• EXTRACTED TEXT:
Let's meet the candidates.
Knowing me, Alan Partridge, knowing you, on
my left and to the left of most of West Chalfont,
the Labour candidate.
She's a teacher. She's divorced.
She is Charlotte Fraser. Ah-ha. Ah-ha.
Knowing me, Alan Partridge,
knowing you, the Lib Dem candidate.
He's a lawyer. He sits on Chalfont's
education committee, and he's black.
Ronald Biggs, ah-ha. Ah-ha.
In the middle, me, Alan Partridge, ah-ha.
And on my right,
the Conservative candidate, Adrian Finch.
Adrian and his wife Rosemary
have three lovely children.
You're also a fan of steam engines. That's right,
Alan. It's full steam ahead for the by-election.
Lovely sense of humour.
Adrian Finch, ah-ha. Ah-ha.
The final candidate, who we have to have on
- he's paid his deposit and that's democracy -
is Lieutenant Colonel Kojak Slaphead III
of the Bald Brummies Against The
Big-footed Conspiracy Party. Ah-ha.
BRUMMIE ACCENT: Bald Brummies!
There's a time and a place for
fun and it's not on this show. Right.
We'll open it up to my audience.
Throughout the questions, I will
be remaining impartial at all times.
I will remain Pontius Partridge. So, er so
Any questions for the panel, please?
Yes, the woman with the high head.
In view of the rising crime rate, would the panel
consider the reintroduction of capital punishment?
Charlotte Fraser, Labour. We
see old women's faces in the paper.
Isn't the best way to deal with hooligans
to hang them till the spinal column
severs, starving the body of oxygen?
Hanging is brutal and barbaric and
the hallmark of an uncivilised society.

• PROBLEMS TO WORK ON:
**a)** Answer these questions using the by-election transcript:
(i) What job does the Labour candidate have?
(ii) What is the name of the Conservative candidate's wife?
(iii) What does the woman in the audience ask the panel to consider reintroducing?
**b)** Resume the by-election transcript from its final line, keeping the same format of short spoken lines.

[Pointing dataset excerpts]
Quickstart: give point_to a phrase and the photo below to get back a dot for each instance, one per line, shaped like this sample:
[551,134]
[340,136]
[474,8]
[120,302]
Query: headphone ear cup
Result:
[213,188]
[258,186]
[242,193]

• RESULTS OF THE EXERCISE:
**a)**
(i) She is a teacher.
(ii) Rosemary.
(iii) Capital punishment.

**b)**
What about lethal injection?
Gas chamber? Electric chair?
That's not really the point, Alan.
All the indications Firing squad.
The headslap. The headslap.
Please don't Please don't do that,
Lieutenant Colonel Kojak Slaphead III.
There's no evidence to say capital punishment
would reduce crime. It would reduce it by one.
Um Adrian Finch,
capital punishment.
Will you pull the lever?
Well, whether I pull the lever or
not is not the question. Yes, it is.
LAUGHTER
The the whole issue of of
capital punishment, of hanging,
is is one wh which must
be addressed on a moral level
by by the public in general
um before we can make any
..absolute moral decision.
Good point. Very good point. Good point.
Ronnie Biggs, it's not yes or no, is it?
Well, yes, it is. Good. No, I'm disagreeing
with you. It IS a yes or no question.
No-one really cares. Yes,
no, maybe - it's not life or death.
Well, yes it is.
Yes, but it's BORING. Right,
OK, well. The phone lines are open.
We have a call - David Silk from Leeds.
Are you there? 'Yes.' Are you wearing silk?
'I'm naked.'
What's the question? 'Who will have the
bottle to tighten up the immigration laws?'
Immigration. It's a political hot
potato. Charlotte Rampling, catch.
Fraser. Immigration is one of those
questions that comes up time and
time again at meetings like this.
There is a reason for that It's interesting
Excuse me. He's TRYING to speak.
You're SUCH a rude woman!
Go ahead.
What what we must do absolutely,
is put in place a system of um
Headslapping? No.
A system of Headslapping?
I am trying to answer the question.
A system of Headslapping?
You're putting me off. Please. I know.
A system of Headslapping?
A system of Headslapping? A system of
Headslapping? System of
Headslapping? System of
IGNORE HIM! Ignore him!
Um Charlotte No, it's gone.
Fraser. Do you want to talk
about women, or something?
I'd like to talk about immigration,
as I was before you interrupted me.
Interestingly, people rarely mention the fact
that our immigration laws are some of
the most stringent anywhere. Ronald?
More people emigrate from the
country than immigrate into it. Exactly.
Shh-shh!
I've never done five.
Great! Six.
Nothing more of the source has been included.